[DIRECTIONS FOR THIS TASK] Output the line that contains "Exercise. Spot the concrete ledge" and every line after it to the end of the entries, with nothing added or left out.

[DATASET CONTENT]
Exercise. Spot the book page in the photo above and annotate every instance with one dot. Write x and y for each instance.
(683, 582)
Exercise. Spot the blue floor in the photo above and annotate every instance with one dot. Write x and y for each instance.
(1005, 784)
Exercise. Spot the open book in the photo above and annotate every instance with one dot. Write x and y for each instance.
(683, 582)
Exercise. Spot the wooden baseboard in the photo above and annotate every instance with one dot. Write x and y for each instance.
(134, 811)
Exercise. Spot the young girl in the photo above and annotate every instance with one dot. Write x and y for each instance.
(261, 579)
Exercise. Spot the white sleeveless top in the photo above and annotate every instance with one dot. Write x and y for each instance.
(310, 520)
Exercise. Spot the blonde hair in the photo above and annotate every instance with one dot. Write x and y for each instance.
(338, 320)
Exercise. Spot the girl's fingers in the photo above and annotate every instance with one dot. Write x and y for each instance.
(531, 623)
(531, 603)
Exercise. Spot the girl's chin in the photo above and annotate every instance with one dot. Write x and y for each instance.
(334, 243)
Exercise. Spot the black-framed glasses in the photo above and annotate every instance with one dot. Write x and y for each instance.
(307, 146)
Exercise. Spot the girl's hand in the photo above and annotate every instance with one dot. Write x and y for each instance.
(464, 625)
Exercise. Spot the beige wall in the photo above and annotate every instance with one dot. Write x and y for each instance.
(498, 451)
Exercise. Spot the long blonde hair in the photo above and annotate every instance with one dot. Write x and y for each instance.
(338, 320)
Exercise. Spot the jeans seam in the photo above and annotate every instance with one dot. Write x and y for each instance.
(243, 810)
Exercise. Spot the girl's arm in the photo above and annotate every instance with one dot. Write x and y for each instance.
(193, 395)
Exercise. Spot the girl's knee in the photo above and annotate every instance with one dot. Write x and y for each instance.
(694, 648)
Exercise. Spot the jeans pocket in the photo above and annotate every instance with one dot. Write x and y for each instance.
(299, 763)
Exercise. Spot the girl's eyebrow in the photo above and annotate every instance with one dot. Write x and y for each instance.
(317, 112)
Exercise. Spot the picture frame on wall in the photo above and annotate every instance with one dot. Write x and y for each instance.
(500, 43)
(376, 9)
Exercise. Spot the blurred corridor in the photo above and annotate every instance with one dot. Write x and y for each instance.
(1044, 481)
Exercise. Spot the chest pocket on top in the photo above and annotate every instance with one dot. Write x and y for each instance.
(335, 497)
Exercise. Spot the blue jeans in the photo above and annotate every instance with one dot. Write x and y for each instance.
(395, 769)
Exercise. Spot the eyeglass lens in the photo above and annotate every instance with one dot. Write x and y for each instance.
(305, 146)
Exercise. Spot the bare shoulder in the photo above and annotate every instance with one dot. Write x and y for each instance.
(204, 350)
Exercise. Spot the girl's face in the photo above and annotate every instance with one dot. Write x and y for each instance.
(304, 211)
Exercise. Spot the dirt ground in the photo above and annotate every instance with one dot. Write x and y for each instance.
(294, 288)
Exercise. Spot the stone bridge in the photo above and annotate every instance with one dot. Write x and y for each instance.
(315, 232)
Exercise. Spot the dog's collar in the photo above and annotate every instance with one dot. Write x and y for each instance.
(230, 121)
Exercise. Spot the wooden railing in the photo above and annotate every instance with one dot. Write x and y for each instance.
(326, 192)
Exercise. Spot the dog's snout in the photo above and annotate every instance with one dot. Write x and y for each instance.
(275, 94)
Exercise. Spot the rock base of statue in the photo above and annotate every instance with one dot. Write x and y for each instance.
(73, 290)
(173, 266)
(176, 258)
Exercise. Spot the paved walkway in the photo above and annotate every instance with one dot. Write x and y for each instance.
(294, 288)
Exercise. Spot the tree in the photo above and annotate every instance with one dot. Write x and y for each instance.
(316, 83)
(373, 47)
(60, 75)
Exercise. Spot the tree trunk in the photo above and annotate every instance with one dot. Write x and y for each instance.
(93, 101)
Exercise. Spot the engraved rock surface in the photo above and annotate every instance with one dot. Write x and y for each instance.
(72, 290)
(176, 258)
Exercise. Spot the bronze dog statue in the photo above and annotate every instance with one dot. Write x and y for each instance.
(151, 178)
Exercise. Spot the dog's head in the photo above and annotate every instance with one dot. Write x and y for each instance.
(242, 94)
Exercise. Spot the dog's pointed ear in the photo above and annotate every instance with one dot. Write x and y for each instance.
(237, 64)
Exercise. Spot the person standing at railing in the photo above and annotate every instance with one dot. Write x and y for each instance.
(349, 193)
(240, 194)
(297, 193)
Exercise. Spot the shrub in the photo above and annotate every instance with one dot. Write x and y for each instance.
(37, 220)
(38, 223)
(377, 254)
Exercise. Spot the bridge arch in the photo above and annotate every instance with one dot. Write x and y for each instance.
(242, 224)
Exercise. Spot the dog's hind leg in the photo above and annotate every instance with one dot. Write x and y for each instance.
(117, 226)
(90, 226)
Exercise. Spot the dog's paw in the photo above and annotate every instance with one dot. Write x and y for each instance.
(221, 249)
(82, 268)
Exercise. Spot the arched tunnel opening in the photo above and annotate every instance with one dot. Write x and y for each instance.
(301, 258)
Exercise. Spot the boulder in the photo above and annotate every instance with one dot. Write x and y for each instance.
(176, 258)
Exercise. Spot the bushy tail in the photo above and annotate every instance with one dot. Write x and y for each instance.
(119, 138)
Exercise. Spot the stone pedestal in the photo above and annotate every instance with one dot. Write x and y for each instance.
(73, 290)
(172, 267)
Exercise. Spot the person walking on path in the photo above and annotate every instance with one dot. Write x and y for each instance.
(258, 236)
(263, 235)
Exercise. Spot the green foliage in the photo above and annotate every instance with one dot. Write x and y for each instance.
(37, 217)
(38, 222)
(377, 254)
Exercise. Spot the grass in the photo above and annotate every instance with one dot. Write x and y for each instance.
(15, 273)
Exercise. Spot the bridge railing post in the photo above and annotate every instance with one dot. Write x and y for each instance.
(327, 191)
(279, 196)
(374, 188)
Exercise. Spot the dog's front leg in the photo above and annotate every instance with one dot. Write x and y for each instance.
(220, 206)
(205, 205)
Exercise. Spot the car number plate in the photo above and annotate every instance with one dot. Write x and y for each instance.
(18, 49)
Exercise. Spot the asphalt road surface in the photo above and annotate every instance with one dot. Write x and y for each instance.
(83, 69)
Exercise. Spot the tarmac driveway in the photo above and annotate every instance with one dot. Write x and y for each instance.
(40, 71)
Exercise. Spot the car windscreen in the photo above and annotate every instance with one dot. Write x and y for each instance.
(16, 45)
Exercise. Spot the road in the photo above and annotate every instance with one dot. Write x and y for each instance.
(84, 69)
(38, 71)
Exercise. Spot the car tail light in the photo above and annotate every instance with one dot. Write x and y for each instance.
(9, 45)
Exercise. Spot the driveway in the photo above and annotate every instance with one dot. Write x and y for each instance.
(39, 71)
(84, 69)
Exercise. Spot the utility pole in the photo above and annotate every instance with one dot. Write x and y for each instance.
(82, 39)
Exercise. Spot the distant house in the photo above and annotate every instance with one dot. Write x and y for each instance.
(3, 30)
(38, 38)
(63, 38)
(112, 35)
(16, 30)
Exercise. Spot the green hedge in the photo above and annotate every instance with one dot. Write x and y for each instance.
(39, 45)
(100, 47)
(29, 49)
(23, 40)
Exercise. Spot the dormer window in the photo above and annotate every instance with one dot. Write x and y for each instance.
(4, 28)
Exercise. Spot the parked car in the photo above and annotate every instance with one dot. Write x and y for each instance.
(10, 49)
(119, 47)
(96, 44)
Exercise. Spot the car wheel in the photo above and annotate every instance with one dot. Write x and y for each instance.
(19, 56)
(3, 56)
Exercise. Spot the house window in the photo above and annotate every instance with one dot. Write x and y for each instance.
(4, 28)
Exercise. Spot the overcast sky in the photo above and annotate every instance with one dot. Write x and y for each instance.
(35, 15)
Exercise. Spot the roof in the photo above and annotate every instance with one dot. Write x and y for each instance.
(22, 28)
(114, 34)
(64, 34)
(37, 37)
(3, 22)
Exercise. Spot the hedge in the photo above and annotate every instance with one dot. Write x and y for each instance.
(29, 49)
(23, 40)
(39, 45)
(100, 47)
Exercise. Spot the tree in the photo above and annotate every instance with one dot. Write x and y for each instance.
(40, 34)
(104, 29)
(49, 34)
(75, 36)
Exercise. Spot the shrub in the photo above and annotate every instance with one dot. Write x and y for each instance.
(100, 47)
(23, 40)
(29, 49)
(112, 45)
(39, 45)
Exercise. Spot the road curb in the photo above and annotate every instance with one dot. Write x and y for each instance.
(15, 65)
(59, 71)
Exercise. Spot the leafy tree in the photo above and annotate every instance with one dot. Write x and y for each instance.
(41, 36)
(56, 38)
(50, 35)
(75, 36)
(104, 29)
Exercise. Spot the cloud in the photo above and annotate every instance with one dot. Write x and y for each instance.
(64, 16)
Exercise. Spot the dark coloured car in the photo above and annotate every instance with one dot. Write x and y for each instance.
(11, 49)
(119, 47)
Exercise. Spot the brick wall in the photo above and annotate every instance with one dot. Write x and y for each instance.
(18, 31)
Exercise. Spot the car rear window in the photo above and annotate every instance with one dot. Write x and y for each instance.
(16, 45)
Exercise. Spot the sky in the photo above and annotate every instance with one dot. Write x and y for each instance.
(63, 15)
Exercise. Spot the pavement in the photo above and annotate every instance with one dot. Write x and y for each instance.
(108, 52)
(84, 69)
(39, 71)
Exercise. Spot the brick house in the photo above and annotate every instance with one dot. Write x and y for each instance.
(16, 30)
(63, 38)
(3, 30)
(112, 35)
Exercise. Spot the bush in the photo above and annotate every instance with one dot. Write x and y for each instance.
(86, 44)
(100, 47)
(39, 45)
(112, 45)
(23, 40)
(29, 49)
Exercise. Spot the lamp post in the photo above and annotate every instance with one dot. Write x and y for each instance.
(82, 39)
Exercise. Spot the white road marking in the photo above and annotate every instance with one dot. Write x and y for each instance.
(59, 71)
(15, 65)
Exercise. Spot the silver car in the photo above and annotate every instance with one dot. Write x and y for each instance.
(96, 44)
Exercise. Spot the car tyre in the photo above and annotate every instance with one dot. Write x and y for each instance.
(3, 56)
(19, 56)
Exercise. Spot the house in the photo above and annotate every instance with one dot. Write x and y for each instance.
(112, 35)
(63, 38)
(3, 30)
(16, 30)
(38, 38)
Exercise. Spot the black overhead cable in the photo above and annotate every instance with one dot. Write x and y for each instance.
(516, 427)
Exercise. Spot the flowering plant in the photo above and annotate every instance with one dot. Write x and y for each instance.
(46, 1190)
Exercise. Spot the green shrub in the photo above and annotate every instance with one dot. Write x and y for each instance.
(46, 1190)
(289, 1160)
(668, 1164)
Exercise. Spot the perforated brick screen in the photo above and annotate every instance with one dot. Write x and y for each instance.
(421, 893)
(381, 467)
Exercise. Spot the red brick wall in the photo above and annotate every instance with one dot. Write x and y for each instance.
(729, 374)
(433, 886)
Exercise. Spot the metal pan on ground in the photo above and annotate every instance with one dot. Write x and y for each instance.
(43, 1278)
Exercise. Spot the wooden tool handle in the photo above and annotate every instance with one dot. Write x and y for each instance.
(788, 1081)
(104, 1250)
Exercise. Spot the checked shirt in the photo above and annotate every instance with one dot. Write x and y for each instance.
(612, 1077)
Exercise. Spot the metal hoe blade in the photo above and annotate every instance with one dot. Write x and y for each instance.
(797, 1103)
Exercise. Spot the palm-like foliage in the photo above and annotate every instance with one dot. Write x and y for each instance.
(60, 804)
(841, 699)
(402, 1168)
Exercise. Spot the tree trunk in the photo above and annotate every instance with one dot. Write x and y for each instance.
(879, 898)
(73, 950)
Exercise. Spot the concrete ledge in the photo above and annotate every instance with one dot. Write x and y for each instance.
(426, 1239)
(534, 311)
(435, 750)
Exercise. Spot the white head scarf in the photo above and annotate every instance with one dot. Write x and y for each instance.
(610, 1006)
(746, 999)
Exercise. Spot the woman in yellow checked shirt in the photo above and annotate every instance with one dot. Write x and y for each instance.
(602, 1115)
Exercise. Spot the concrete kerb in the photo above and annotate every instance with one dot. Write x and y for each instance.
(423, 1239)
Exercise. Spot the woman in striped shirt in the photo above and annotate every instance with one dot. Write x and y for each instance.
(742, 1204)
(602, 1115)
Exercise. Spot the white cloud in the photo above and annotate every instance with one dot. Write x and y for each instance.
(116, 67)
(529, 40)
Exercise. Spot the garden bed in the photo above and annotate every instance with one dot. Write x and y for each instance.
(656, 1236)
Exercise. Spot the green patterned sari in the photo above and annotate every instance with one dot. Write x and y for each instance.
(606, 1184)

[THE COMPLETED TASK]
Exercise. Spot the concrete ledge in the photo above and annotate every instance with one dot. Write x and y for each instance.
(426, 1239)
(534, 311)
(435, 750)
Exercise. Spot the white head scarf in the photo above and annotate every instance with one dot. Write x and y for each instance.
(610, 1006)
(746, 999)
Exercise. Spot the woman in yellow checked shirt in the photo above and annotate every instance with one dot. Write x and y for each instance.
(602, 1115)
Exercise. Spot the concrete kerb in the photo above and annotate every instance with one dot. Write x and y for each instance.
(423, 1239)
Exercise. Spot the woman in striped shirt in the photo above and annotate every instance with one dot. Write x and y for each instance.
(742, 1204)
(602, 1115)
Exercise. Spot the white cloud in the photo above and annotate every instance with one dot. Write x and y for each instance.
(116, 67)
(529, 40)
Exercise. Spot the garden bed in the photo above and annotate every instance with one dot. Write x and y for each instance.
(656, 1236)
Exercise. Spot the green patterned sari in the photo above and annotate every instance with one dot. Write x and y for each instance.
(606, 1184)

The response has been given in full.